:: SOURCE DOCUMENT

The exodus of the British from Singapore and Malaya during the turbulent war periods brought about serious economic and political changes. The Hainanese men soon found themselves out of work, and relied on what they knew best – food and beverage. Transitioning from unemployed to self-employed, they set up coffee shops, bakeries, eateries and even small hotels.
The price of rubber fell drastically during the 1930s and the subsequent Great Depression resulted in not only a steady stream of former rubber tappers now eager to work in a different field but also vacant business premises which were now available for very low rent. Coupled with their eagerness to work hard for themselves, the presence of the Hainanese brought about a serious boom in the food and beverage industry in Malaya during the 1920s till the 1950s. Drawing upon their experience serving their former colonial masters, they introduced a selection of dishes that were a curious hybrid between colonial and local cuisines.
The now-iconic black coffee with roti bakar (toasted bread with butter and kaya) and half-boiled eggs were an adaptation of the original British breakfast. The same can be observed with how the Hainanese chicken chop is served with a gravy of green peas and carrots, accompanied by coleslaw and potato wedges. Hainanese coffee merchants and coffee shop proprietors also went about procuring and roasting their own coffee beans to create unique flavours.
Even the English word ‘coffee’ was adapted into Malay to become ‘kopi’ which was then combined with the Hokkien word ‘tiam’ (meaning ‘shop’) to become ‘kopitiam’, literally meaning ‘coffee shop’.

::::
:: RECORD LIST

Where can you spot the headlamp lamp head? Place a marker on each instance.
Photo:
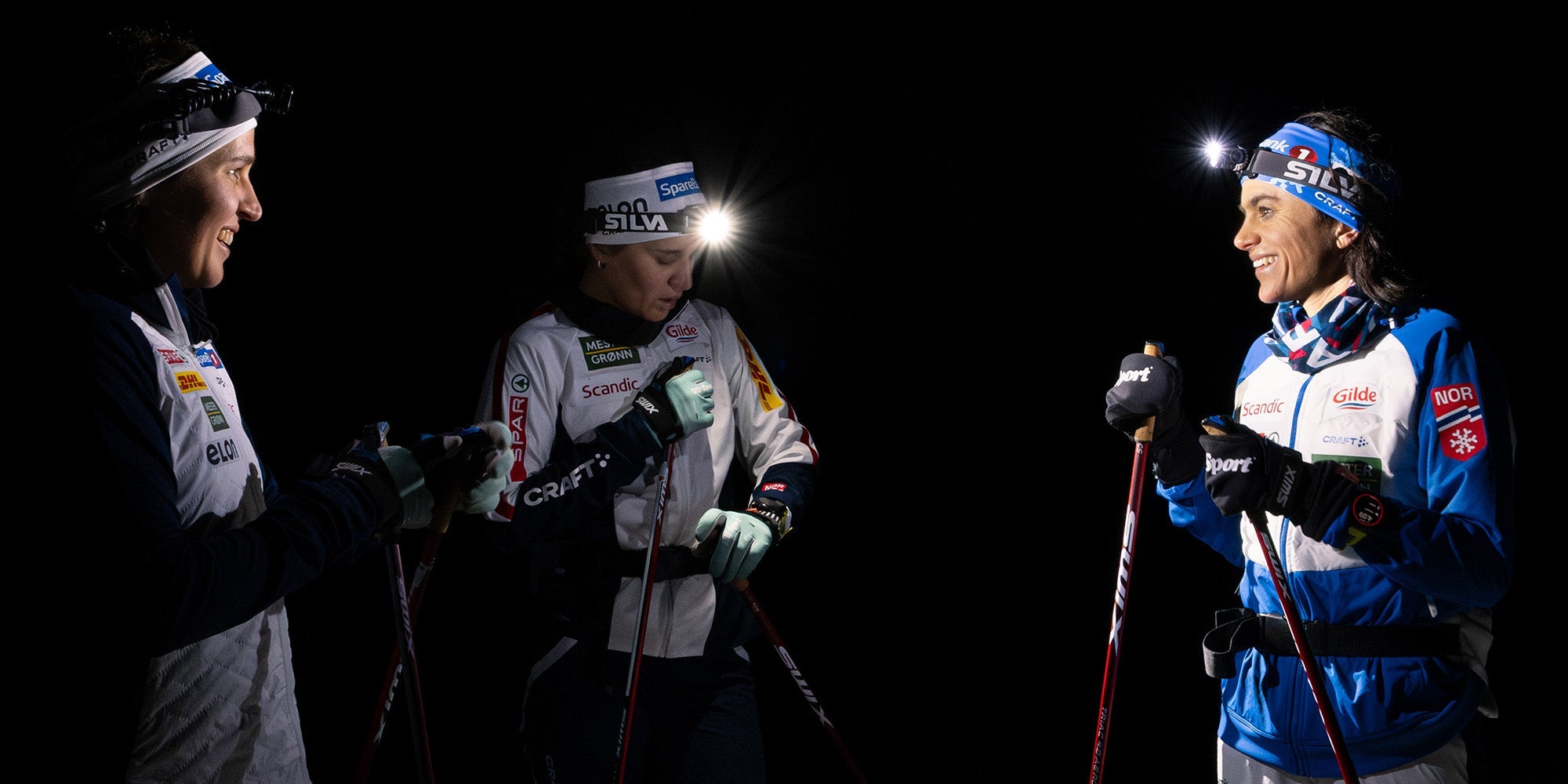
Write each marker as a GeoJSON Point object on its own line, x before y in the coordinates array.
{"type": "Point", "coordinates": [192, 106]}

::::
:: RECORD LIST

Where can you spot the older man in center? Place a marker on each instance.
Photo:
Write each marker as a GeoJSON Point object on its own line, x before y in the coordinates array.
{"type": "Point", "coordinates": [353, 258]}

::::
:: RECORD LIST

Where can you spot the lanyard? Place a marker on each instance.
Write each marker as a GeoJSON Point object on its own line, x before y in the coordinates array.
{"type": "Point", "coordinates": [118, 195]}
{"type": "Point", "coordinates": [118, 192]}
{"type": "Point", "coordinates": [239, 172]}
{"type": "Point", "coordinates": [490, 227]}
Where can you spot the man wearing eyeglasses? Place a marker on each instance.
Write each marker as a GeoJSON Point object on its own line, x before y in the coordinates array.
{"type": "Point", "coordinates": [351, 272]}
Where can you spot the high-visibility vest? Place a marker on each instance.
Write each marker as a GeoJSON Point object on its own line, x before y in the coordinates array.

::::

**DIRECTIONS**
Rewrite everything in the text on Hainanese coffee shops from "The exodus of" down to "even small hotels.", putting "Hainanese workers" in place of "Hainanese men".

**EXERCISE RESPONSE**
The exodus of the British from Singapore and Malaya during the turbulent war periods brought about serious economic and political changes. The Hainanese workers soon found themselves out of work, and relied on what they knew best – food and beverage. Transitioning from unemployed to self-employed, they set up coffee shops, bakeries, eateries and even small hotels.